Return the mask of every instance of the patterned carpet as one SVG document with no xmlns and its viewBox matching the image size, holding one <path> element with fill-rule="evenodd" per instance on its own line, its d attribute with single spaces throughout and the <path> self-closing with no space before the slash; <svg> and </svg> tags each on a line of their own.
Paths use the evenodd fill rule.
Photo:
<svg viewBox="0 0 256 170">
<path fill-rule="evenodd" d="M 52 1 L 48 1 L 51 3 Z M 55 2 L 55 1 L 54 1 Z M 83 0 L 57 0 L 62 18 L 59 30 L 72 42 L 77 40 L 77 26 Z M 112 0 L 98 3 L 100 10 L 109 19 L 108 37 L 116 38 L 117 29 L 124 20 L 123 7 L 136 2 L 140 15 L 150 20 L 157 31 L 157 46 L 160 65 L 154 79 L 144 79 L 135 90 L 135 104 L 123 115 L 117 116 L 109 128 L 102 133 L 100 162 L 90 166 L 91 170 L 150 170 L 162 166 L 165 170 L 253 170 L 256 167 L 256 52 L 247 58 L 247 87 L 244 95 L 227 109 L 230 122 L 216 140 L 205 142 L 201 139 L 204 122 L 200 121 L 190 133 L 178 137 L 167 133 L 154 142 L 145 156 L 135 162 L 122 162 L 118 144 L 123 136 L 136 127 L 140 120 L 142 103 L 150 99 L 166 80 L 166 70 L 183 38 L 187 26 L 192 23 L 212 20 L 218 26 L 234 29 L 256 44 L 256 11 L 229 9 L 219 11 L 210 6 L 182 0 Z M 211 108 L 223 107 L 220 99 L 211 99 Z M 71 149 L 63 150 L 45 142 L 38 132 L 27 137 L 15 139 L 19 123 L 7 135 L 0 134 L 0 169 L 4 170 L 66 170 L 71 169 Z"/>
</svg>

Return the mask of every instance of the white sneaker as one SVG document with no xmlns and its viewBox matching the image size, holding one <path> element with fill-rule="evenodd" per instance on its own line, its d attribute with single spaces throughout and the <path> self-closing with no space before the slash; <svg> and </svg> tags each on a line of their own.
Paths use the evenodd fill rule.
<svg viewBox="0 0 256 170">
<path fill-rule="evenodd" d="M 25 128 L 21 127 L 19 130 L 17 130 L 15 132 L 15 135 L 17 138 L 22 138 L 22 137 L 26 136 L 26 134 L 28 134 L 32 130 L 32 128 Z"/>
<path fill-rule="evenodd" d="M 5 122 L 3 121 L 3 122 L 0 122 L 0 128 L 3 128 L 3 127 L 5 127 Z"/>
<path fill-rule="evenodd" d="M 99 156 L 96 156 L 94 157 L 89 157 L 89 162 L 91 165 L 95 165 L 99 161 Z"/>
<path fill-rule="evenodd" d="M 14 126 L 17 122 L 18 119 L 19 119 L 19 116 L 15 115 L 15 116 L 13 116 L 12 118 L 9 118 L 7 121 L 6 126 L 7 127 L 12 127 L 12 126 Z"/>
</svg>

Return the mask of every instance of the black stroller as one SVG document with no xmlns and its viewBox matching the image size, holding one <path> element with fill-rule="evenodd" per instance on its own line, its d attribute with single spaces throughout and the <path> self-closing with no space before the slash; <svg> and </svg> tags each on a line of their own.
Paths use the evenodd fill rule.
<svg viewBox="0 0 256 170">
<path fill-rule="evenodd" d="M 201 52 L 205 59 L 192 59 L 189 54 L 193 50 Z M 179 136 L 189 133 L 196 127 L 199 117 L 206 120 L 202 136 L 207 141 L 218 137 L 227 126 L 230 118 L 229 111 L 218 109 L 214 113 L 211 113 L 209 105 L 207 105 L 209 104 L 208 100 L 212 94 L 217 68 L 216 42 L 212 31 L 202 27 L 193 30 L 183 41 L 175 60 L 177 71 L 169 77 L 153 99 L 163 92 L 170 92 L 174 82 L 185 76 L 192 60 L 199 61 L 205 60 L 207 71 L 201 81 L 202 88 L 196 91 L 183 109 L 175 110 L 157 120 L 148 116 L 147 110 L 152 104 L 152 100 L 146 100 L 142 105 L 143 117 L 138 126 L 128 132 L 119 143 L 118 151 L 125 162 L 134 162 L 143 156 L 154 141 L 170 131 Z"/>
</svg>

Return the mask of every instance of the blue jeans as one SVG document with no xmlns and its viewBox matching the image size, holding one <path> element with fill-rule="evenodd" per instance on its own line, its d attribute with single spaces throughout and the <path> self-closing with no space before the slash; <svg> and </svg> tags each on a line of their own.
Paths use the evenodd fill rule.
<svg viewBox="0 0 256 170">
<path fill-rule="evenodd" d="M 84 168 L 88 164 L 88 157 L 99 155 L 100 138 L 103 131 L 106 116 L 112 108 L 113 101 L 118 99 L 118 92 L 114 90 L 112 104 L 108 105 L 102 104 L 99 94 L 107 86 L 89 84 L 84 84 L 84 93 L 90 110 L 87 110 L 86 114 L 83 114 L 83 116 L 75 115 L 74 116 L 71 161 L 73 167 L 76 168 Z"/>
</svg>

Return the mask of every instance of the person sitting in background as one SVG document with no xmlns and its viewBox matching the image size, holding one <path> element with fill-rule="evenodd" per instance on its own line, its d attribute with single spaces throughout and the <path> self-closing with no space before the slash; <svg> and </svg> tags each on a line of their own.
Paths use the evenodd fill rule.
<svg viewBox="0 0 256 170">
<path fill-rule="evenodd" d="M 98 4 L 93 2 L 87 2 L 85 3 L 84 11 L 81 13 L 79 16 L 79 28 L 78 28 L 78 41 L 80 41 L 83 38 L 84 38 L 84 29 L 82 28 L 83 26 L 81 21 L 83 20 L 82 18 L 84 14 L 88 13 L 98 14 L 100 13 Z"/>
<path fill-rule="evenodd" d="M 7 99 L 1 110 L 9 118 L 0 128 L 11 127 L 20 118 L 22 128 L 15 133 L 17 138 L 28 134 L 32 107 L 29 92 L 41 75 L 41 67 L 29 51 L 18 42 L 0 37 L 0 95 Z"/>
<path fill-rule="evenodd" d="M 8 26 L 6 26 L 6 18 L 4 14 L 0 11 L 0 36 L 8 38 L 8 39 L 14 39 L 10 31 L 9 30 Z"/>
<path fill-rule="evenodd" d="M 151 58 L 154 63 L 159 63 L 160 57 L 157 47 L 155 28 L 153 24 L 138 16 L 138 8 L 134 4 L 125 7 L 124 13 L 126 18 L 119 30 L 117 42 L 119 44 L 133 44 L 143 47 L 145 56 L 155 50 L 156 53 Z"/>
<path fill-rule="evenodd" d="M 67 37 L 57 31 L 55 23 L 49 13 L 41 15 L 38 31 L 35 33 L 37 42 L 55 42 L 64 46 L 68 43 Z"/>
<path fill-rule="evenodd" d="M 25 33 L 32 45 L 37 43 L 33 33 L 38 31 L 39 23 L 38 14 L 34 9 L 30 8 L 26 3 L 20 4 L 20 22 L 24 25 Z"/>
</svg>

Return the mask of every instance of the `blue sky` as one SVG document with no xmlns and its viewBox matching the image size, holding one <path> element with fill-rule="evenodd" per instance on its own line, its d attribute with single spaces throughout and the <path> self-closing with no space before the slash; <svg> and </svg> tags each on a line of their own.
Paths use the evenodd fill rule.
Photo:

→ Objective
Copy out every one of the records above word for word, line by line.

→ Completed task
Return the mask of every instance of the patterned carpet as one SVG document with no xmlns and its viewBox matching the image size, holding one <path> element with fill-rule="evenodd" per instance on its own line, its d attribute with single spaces throughout and the <path> self-closing with no space before the slash; <svg> and </svg> tags each on a line of their own.
Paths use the evenodd fill rule.
Photo:
<svg viewBox="0 0 256 170">
<path fill-rule="evenodd" d="M 52 1 L 48 1 L 51 3 Z M 55 2 L 55 1 L 54 1 Z M 83 0 L 57 0 L 62 18 L 59 30 L 72 42 L 77 40 L 77 26 Z M 112 0 L 98 3 L 100 10 L 109 19 L 108 37 L 116 38 L 117 29 L 124 20 L 123 7 L 136 2 L 140 15 L 150 20 L 157 31 L 157 46 L 160 65 L 154 79 L 144 79 L 135 90 L 135 104 L 123 115 L 117 116 L 109 128 L 102 133 L 100 162 L 90 166 L 91 170 L 150 170 L 162 166 L 165 170 L 253 170 L 256 167 L 256 52 L 247 58 L 247 87 L 244 95 L 227 109 L 230 122 L 216 140 L 205 142 L 201 139 L 204 122 L 200 121 L 190 133 L 178 137 L 167 133 L 154 142 L 145 156 L 135 162 L 122 162 L 118 144 L 123 136 L 136 127 L 140 120 L 142 103 L 150 99 L 166 80 L 166 70 L 183 38 L 187 26 L 192 23 L 212 20 L 218 26 L 234 29 L 256 44 L 256 11 L 229 9 L 219 11 L 210 6 L 182 0 Z M 211 108 L 223 107 L 220 99 L 211 99 Z M 71 149 L 63 150 L 45 142 L 38 132 L 27 137 L 15 139 L 19 123 L 7 135 L 0 134 L 0 169 L 4 170 L 66 170 L 71 169 Z"/>
</svg>

Return the mask of every instance of the white sneaker as one SVG document with no xmlns and its viewBox matching the image size, holding one <path> element with fill-rule="evenodd" per instance on its own line, its d attribute with single spaces throughout and the <path> self-closing with no space before the slash; <svg> and </svg> tags each on a line of their own.
Paths use the evenodd fill rule.
<svg viewBox="0 0 256 170">
<path fill-rule="evenodd" d="M 25 128 L 21 127 L 19 130 L 17 130 L 15 132 L 15 135 L 17 138 L 22 138 L 22 137 L 26 136 L 26 134 L 28 134 L 32 130 L 32 128 Z"/>
<path fill-rule="evenodd" d="M 5 122 L 3 121 L 3 122 L 0 122 L 0 128 L 3 128 L 3 127 L 5 127 Z"/>
<path fill-rule="evenodd" d="M 99 156 L 96 156 L 94 157 L 89 157 L 89 162 L 91 165 L 95 165 L 99 161 Z"/>
<path fill-rule="evenodd" d="M 14 126 L 17 122 L 18 119 L 19 119 L 19 116 L 15 115 L 15 116 L 13 116 L 12 118 L 9 118 L 7 121 L 6 126 L 7 127 L 12 127 L 12 126 Z"/>
</svg>

Return the mask of every instance of the black stroller as one SVG document with no xmlns and its viewBox matching the image size, holding one <path> element with fill-rule="evenodd" per instance on its own line, its d attribute with single spaces throughout and the <path> self-closing with no space before the slash; <svg> and </svg> tags each on a line of their own.
Paths use the evenodd fill rule.
<svg viewBox="0 0 256 170">
<path fill-rule="evenodd" d="M 201 52 L 205 59 L 192 59 L 189 54 L 193 50 Z M 179 136 L 189 133 L 196 127 L 199 117 L 206 120 L 202 136 L 207 141 L 218 137 L 227 126 L 230 118 L 229 111 L 218 109 L 214 113 L 211 113 L 209 105 L 207 105 L 209 104 L 208 100 L 212 94 L 217 68 L 216 42 L 212 31 L 202 27 L 193 30 L 183 41 L 175 60 L 177 71 L 169 77 L 153 99 L 163 92 L 170 92 L 174 82 L 185 76 L 192 60 L 199 61 L 205 60 L 207 71 L 201 81 L 202 88 L 196 91 L 183 109 L 175 110 L 157 120 L 148 116 L 147 110 L 152 104 L 152 100 L 146 100 L 142 105 L 143 117 L 138 126 L 128 132 L 119 143 L 118 151 L 125 162 L 134 162 L 143 156 L 154 141 L 170 131 Z"/>
</svg>

Return the mask of every instance of the blue jeans as one SVG document with no xmlns and its viewBox matching the image size, holding one <path> element with fill-rule="evenodd" per instance on its own line, its d attribute with single spaces throughout and the <path> self-closing with no space before the slash; <svg> and </svg> tags each on a line of their own.
Paths use the evenodd fill rule.
<svg viewBox="0 0 256 170">
<path fill-rule="evenodd" d="M 84 168 L 88 164 L 88 157 L 99 155 L 100 138 L 103 131 L 106 116 L 112 108 L 113 101 L 118 99 L 118 92 L 114 90 L 112 104 L 108 105 L 102 104 L 99 94 L 107 86 L 89 84 L 84 84 L 84 93 L 90 110 L 87 110 L 86 114 L 83 114 L 83 116 L 75 115 L 74 116 L 71 161 L 73 167 L 76 168 Z"/>
</svg>

Return the mask of every instance of the person sitting in background as one SVG document with no xmlns and its viewBox matching the image size, holding one <path> element with fill-rule="evenodd" per instance on its own line, its d attribute with single spaces throughout and the <path> self-closing with no space before the slash; <svg> and </svg> tags each on a line of their own.
Paths use the evenodd fill rule.
<svg viewBox="0 0 256 170">
<path fill-rule="evenodd" d="M 98 4 L 93 2 L 87 2 L 85 3 L 84 11 L 81 13 L 79 16 L 79 28 L 78 28 L 78 41 L 80 41 L 83 38 L 84 38 L 84 29 L 82 28 L 83 26 L 81 21 L 83 20 L 82 18 L 84 14 L 88 13 L 98 14 L 100 13 Z"/>
<path fill-rule="evenodd" d="M 7 99 L 1 110 L 9 118 L 0 128 L 11 127 L 20 118 L 22 128 L 15 133 L 17 138 L 28 134 L 32 107 L 29 92 L 41 75 L 41 67 L 29 51 L 18 42 L 0 37 L 0 95 Z"/>
<path fill-rule="evenodd" d="M 8 26 L 6 26 L 6 18 L 4 14 L 0 11 L 0 36 L 8 38 L 8 39 L 14 39 L 10 31 L 9 30 Z"/>
<path fill-rule="evenodd" d="M 151 58 L 154 63 L 159 63 L 160 57 L 157 47 L 155 28 L 153 24 L 138 16 L 138 8 L 134 4 L 125 7 L 124 13 L 126 18 L 119 30 L 117 42 L 119 44 L 133 44 L 143 47 L 145 56 L 155 50 L 156 53 Z"/>
<path fill-rule="evenodd" d="M 67 37 L 57 31 L 55 23 L 49 13 L 41 15 L 38 31 L 35 33 L 37 42 L 55 42 L 64 46 L 68 43 Z"/>
<path fill-rule="evenodd" d="M 25 33 L 32 45 L 37 43 L 33 33 L 38 31 L 39 23 L 38 14 L 34 9 L 30 8 L 26 3 L 20 4 L 20 22 L 24 25 Z"/>
</svg>

Return the mask of every instance of the `blue sky` as one SVG document with no xmlns and its viewBox matching the image size, holding one <path> element with fill-rule="evenodd" per instance on its own line, its d attribute with single spaces throughout and the <path> self-closing with no space before the slash; <svg> and </svg> tags each on a line of their own.
Paths use the evenodd fill rule.
Photo:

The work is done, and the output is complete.